- **AIM**
Locate every line in the records below that contains the word "blue", and copy each such line.

- **RECORDED INFORMATION**
= = = = =
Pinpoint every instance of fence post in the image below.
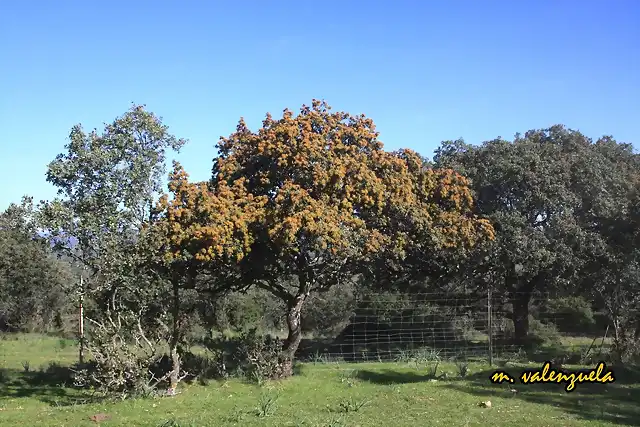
[78,275,84,365]
[487,287,493,366]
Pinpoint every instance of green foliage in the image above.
[0,198,74,332]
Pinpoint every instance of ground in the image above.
[0,335,640,427]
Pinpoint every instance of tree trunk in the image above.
[511,292,532,345]
[169,284,180,391]
[281,294,307,377]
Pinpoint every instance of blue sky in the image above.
[0,0,640,209]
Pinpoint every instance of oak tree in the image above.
[160,100,492,376]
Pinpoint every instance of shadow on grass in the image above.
[358,367,640,426]
[0,364,88,406]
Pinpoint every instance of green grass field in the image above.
[0,335,640,427]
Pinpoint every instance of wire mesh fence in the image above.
[292,292,602,363]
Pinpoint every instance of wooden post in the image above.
[78,276,84,365]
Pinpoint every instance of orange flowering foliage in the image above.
[155,162,264,262]
[156,100,493,284]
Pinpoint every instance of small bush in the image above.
[232,328,283,381]
[529,316,561,345]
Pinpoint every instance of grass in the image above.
[0,335,640,427]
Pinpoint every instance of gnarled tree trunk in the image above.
[281,293,307,377]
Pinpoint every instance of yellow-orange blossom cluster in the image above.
[156,101,493,268]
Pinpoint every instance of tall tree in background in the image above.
[41,105,185,394]
[434,126,604,344]
[0,197,72,332]
[160,101,492,376]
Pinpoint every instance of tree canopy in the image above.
[159,101,493,374]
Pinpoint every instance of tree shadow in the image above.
[357,366,640,425]
[0,363,88,406]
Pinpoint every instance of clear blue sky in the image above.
[0,0,640,209]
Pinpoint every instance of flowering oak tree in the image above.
[158,100,493,376]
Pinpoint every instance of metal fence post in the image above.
[487,287,493,366]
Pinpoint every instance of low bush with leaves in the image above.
[233,328,282,380]
[74,313,175,398]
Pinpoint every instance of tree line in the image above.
[0,100,640,396]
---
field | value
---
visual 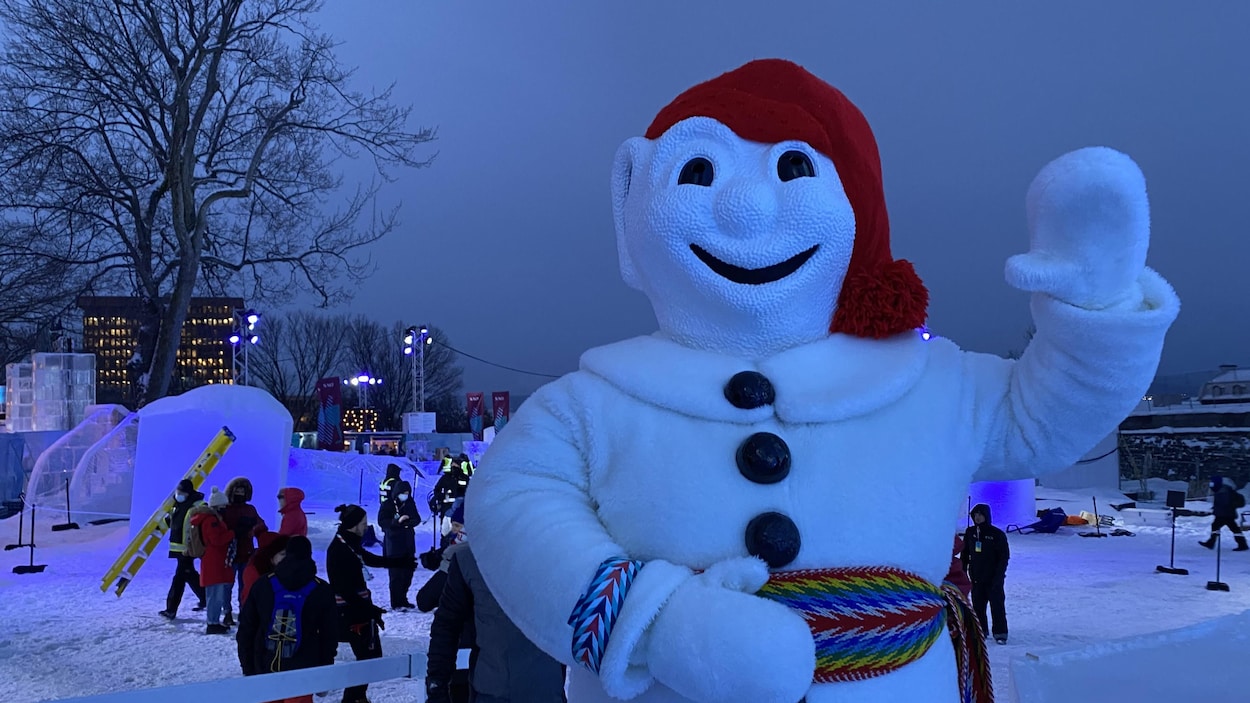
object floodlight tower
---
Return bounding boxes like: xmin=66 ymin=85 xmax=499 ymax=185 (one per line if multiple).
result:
xmin=404 ymin=325 xmax=434 ymax=413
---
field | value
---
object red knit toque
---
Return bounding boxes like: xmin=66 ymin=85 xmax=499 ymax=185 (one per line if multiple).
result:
xmin=646 ymin=59 xmax=929 ymax=339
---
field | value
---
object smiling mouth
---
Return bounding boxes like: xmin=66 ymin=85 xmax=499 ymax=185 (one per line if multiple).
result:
xmin=690 ymin=244 xmax=820 ymax=285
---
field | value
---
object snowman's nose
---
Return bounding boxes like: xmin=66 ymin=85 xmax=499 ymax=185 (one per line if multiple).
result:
xmin=714 ymin=180 xmax=778 ymax=239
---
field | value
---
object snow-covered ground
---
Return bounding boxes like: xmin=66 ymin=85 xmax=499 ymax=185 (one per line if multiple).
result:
xmin=0 ymin=492 xmax=1250 ymax=703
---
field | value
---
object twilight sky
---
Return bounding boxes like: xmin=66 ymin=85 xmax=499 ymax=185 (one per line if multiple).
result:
= = = = =
- **FINISHED TASK**
Pinpoint every instance of blue sky in the image above.
Pinpoint every instance of clear blue sky in the image above.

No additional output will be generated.